**What you need to do**. Locate every line in the listing below that contains the word "coordinates", and copy each of those lines.

**Material to process**.
● ● ● ● ●

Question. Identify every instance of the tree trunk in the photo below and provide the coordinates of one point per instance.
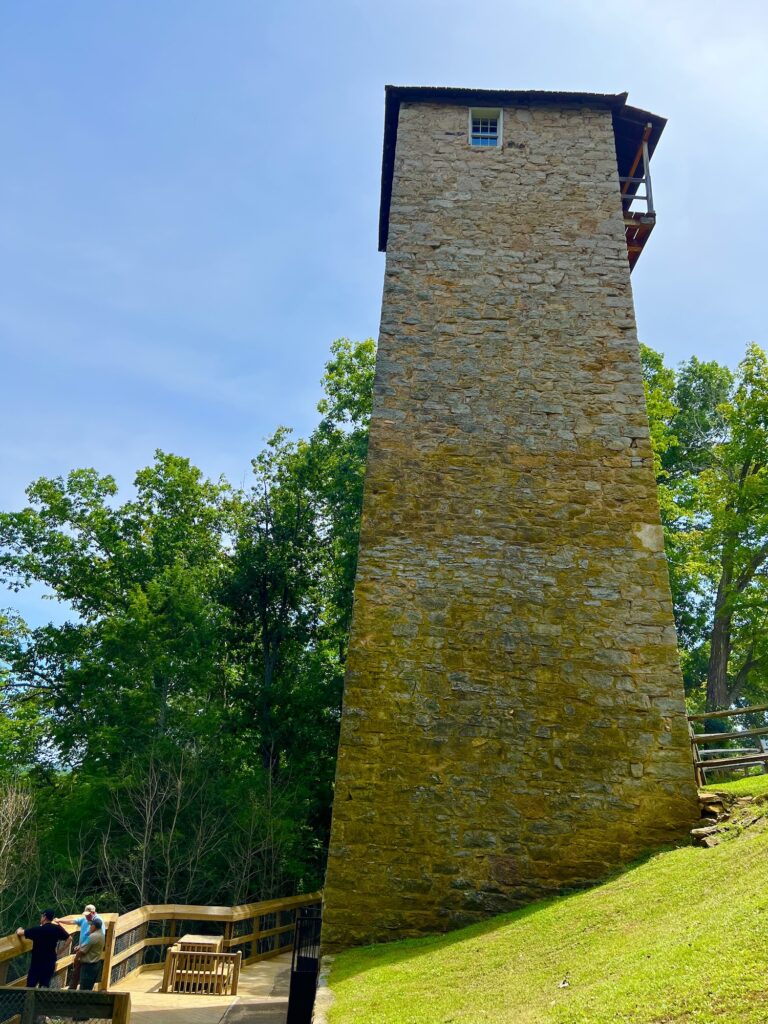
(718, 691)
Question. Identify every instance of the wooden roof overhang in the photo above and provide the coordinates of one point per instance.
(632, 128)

● ● ● ● ●

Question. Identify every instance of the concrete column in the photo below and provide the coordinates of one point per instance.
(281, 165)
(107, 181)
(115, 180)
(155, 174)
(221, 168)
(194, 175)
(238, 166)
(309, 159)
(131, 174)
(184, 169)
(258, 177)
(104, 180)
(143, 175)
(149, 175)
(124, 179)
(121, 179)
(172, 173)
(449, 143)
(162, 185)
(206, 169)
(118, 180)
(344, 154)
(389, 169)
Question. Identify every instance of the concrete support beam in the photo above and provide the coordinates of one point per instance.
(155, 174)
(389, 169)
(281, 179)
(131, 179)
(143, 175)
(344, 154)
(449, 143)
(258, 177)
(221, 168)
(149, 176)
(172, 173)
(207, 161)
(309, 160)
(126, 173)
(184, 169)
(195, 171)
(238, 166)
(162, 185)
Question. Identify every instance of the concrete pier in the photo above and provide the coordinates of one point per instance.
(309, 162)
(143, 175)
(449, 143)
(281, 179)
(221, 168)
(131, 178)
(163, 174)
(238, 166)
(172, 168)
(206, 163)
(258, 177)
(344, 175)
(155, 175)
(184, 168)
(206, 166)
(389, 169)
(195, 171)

● ● ● ● ●

**Solution**.
Question. Identify every instance of the tree trunk in the photo below and provide the coordinates of one point per instance.
Question. Identify every instance of the wooden roof overhang in the photo above and provide the coordinates of one point per instance.
Question. Identify every instance of the concrete column in the photo below and provide the coordinates of one point per instance.
Question. Identify every instance of the concrete support beam in the photo above and provide the coordinates of one point per instance.
Question. Identify every instance of the concrete pier in the photo above and provide the coordinates of one point per instance.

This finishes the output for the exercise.